En quatre années, la fournée de parutions étiquetées Blackest Ever Black a régulièrement apporté un supplément d’âme, une aura un peu miraculeuse dans le continuum de l’ère de l’embedded Soundcloud. Au compteur, quelques beaux faits d’armes, justes et marquants, et un roster rempli à craquer de patronymes aux résonances savoureuses. Kiran Sande, tête pensante du label, sait très bien s’entourer, et notamment des hérauts de la reconquête industrielle et de l’expressionnisme penchant tout droit vers l’obscur. On cite rapidement et dans le désordre Regis, Prurient, Pete Swanson ou Tropic Of Cancer… sans pouvoir s’empêcher non plus d’acclamer au passage, la réédition du définitif Flaming Tunes de Gareth Williams & Mary Currie ou le désormais fameux Quarter Turns Over A Living Line de Raime.

### Données fournies
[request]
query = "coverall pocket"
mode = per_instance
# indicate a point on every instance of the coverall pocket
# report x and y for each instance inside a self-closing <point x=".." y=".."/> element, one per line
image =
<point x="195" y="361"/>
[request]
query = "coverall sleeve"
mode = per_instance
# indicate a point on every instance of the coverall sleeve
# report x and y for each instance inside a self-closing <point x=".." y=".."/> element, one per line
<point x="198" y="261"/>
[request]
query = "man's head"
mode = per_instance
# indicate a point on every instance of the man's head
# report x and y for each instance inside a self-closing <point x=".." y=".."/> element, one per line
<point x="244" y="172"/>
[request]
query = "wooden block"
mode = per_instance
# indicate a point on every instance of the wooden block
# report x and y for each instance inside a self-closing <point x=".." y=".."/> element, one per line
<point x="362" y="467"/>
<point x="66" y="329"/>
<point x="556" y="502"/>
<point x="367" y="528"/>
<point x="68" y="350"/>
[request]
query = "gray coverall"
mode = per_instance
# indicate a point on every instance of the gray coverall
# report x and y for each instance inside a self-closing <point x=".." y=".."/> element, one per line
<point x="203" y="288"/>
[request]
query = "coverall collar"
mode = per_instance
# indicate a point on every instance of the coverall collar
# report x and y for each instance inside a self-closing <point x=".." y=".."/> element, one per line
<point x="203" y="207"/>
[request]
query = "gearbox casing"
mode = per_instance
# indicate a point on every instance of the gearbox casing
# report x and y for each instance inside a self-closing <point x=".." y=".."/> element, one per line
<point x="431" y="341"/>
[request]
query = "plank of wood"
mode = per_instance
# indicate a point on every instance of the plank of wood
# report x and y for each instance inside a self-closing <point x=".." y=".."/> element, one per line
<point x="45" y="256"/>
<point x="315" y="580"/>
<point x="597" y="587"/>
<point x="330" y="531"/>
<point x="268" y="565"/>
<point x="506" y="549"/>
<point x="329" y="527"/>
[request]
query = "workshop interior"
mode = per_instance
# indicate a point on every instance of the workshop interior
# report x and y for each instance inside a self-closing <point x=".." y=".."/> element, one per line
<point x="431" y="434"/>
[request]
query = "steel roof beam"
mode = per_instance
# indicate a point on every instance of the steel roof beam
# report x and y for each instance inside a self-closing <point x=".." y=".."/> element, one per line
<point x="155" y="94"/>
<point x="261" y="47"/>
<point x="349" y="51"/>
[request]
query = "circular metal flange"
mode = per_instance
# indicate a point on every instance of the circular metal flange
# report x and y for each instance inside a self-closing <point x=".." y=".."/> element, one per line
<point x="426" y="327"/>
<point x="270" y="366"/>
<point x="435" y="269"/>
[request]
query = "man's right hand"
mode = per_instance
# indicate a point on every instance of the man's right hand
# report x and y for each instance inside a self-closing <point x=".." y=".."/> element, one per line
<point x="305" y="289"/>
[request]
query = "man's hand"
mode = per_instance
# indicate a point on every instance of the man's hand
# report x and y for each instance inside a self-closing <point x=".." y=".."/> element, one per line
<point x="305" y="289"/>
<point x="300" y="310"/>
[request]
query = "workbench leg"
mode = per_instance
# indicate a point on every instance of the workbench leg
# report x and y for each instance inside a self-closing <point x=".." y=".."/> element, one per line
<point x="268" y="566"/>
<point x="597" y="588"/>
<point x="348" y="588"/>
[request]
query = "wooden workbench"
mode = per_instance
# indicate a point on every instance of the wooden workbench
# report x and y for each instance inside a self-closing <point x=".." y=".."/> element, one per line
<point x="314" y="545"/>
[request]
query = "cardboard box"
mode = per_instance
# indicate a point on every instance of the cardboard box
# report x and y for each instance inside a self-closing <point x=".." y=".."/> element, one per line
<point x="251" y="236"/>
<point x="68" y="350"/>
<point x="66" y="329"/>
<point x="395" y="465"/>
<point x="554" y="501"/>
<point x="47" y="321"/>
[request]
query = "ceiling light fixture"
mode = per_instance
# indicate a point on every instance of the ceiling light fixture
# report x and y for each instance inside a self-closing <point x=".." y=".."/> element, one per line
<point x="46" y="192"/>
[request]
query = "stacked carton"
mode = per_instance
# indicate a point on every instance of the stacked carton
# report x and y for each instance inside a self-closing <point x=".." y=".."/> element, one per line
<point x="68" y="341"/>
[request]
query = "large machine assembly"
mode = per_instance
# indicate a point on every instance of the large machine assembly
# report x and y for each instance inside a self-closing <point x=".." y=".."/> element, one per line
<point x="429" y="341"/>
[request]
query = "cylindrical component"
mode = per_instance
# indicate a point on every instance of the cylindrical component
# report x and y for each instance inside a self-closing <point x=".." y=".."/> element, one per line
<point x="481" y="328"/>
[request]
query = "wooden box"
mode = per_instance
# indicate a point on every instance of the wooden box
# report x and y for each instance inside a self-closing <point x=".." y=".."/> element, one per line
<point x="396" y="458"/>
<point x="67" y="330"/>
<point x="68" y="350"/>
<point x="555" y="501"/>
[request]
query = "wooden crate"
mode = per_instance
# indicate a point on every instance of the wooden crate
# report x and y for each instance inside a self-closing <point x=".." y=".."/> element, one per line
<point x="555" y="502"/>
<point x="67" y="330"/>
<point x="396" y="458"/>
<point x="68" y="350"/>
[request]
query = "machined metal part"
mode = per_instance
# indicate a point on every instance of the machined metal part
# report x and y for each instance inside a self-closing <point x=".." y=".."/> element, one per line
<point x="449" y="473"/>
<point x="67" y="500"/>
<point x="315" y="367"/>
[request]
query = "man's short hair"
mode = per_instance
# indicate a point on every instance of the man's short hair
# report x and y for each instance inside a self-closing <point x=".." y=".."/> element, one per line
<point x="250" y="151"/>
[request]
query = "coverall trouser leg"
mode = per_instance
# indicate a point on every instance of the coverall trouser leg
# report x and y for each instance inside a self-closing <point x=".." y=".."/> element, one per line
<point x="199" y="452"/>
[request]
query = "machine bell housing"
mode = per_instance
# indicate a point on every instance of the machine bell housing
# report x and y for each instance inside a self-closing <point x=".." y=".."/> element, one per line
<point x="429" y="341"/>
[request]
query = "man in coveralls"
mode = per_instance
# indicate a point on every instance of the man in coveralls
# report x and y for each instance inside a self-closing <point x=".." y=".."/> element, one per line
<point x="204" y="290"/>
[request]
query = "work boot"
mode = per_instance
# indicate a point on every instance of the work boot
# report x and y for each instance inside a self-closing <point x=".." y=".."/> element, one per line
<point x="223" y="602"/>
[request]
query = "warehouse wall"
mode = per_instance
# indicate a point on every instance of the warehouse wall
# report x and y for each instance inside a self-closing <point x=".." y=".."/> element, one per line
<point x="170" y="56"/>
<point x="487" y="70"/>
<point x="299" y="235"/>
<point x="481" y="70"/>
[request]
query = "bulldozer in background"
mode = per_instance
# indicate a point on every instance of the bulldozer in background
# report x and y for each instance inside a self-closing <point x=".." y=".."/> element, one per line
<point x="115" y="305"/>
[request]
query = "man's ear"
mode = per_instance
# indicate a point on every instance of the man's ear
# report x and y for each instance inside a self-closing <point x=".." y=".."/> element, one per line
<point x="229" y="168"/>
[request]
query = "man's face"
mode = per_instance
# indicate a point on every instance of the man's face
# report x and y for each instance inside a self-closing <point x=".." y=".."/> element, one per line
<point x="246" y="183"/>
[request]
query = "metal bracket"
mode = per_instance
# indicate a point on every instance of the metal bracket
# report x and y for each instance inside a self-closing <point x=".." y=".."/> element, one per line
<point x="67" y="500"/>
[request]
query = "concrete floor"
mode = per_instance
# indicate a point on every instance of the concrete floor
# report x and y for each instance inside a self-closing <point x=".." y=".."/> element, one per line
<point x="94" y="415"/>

### Consigne
Recopiez le texte sur le label Blackest Ever Black depuis « En quatre années, la » jusqu'à « Line de Raime. » inclus. Ces enregistrements proviennent d'une autre source que le texte.

### Votre réponse
En quatre années, la fournée de parutions étiquetées Blackest Ever Black a régulièrement apporté un supplément d’âme, une aura un peu miraculeuse dans le continuum de l’ère de l’embedded Soundcloud. Au compteur, quelques beaux faits d’armes, justes et marquants, et un roster rempli à craquer de patronymes aux résonances savoureuses. Kiran Sande, tête pensante du label, sait très bien s’entourer, et notamment des hérauts de la reconquête industrielle et de l’expressionnisme penchant tout droit vers l’obscur. On cite rapidement et dans le désordre Regis, Prurient, Pete Swanson ou Tropic Of Cancer… sans pouvoir s’empêcher non plus d’acclamer au passage, la réédition du définitif Flaming Tunes de Gareth Williams & Mary Currie ou le désormais fameux Quarter Turns Over A Living Line de Raime.